◆ What this task involves:
List each line from the records below that contains the word "roof". Copy every such line in full.

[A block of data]
-*-*-
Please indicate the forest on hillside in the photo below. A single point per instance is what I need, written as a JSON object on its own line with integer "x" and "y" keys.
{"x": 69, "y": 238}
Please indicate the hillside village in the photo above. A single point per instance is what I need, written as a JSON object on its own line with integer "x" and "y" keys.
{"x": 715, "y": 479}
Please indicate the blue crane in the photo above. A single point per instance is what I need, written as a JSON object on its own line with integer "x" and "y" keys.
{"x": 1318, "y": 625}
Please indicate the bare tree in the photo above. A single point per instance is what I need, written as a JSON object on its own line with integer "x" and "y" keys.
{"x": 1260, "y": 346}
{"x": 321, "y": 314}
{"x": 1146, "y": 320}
-*-*-
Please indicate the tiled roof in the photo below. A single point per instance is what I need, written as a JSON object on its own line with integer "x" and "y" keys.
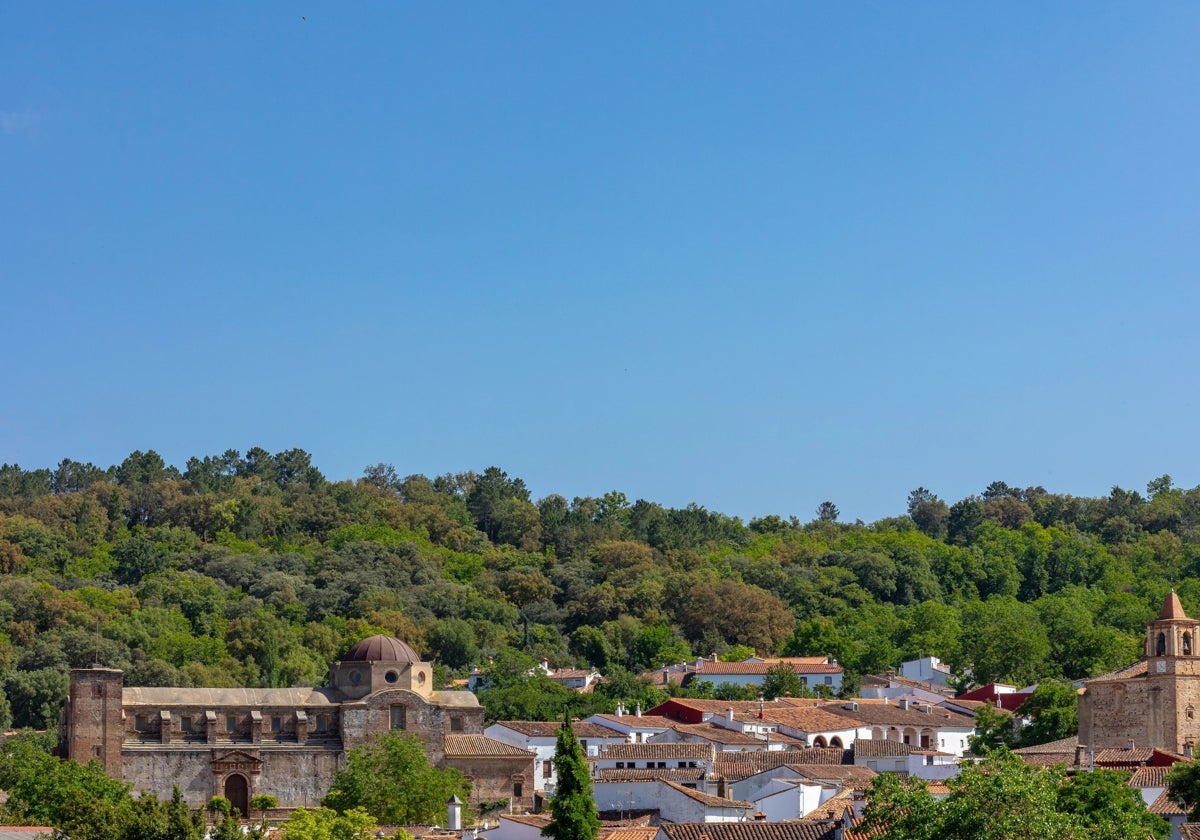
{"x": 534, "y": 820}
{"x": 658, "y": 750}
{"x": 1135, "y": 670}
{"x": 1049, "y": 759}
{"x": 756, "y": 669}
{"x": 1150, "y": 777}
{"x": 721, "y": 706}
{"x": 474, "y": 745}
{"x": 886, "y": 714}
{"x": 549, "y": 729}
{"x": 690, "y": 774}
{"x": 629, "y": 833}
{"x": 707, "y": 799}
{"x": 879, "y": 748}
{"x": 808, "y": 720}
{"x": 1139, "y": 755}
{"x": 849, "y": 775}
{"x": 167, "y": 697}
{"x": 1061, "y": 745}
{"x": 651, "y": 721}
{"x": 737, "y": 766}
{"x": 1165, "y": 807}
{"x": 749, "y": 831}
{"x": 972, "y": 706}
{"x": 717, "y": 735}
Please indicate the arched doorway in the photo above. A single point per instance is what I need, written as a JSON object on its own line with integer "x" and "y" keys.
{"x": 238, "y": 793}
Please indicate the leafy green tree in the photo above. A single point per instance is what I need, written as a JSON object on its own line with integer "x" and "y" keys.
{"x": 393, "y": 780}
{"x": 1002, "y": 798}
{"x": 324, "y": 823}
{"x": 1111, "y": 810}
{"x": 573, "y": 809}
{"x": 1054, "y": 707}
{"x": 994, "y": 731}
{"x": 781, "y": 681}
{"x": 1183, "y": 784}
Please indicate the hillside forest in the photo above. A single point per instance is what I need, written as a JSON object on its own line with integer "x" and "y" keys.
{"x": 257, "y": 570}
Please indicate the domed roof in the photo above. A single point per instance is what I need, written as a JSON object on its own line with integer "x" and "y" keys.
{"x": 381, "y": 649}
-*-*-
◆ Result of this task:
Please indicate the tiled roof in the photo below. A single point per instance is what I need, written as a JSON object on its own line with integer "x" and "y" keys.
Please indicate the domed roof in the photo above. A single point per instance is what I need, written as a JSON object on its own line with integer "x" and "y" keys.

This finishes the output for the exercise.